§ **抜粋**
病院の職員が家庭の事情でしばらく休むという話を聞いた。家族が悪性リンパ腫にかかっていて、病状が思わしくないらしい。
専門病院で治療を受けているが、その前に当院の外来も受診していたという。昨年のことだが、当院の対応がどうだったか気になった。
患者さんは50歳代前半の女性だった。最初は発熱が続くとして、休日の救急外来を受診していた。その前にも市内のクリニックを受診していたが、発熱が続いていた。日直は当時の循環器科医だった(昨年度で退職して循環器科は閉科)。
血液検査では白血球10000・CRP1.8と炎症反応上昇があった。白血球分画で単球が17.0%と上昇していた。AST 45・ALT 51・LDH 822・ALP 110・γ-GTP 70と肝機能障害を認めた。胸部X線検査で肺炎はなく、尿路感染症も否定的だった。

§ **取り組む課題**
**1)** 抜粋のうち「専門病院で治療を受けているが」から「822・ALP 110・γ-GTP 70と肝機能障害を認めた。胸部X線検査で肺炎はなく、尿路感染症も否定的だった。」までの部分を、すべて書き写しなさい。
**2)** 抜粋をもとに、次の問いに答えなさい。
(a) 患者さんは何歳代の、どのような性別の人だったか。
(b) 休日の救急外来で日直を務めていたのは、何科の医師だったか。
(c) 白血球分画で、単球は何%だったか。
一覧の内容は、抜粋とは関係がない。

§ **収集資料**
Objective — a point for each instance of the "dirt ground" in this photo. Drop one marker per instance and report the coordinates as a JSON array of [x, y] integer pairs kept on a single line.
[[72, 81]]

§ **解答例**
**1)**
専門病院で治療を受けているが、その前に当院の外来も受診していたという。昨年のことだが、当院の対応がどうだったか気になった。
患者さんは50歳代前半の女性だった。最初は発熱が続くとして、休日の救急外来を受診していた。その前にも市内のクリニックを受診していたが、発熱が続いていた。日直は当時の循環器科医だった(昨年度で退職して循環器科は閉科)。
血液検査では白血球10000・CRP1.8と炎症反応上昇があった。白血球分画で単球が17.0%と上昇していた。AST 45・ALT 51・LDH 822・ALP 110・γ-GTP 70と肝機能障害を認めた。胸部X線検査で肺炎はなく、尿路感染症も否定的だった。

**2)**
(a) 50歳代前半の女性
(b) 当時の循環器科医
(c) 17.0%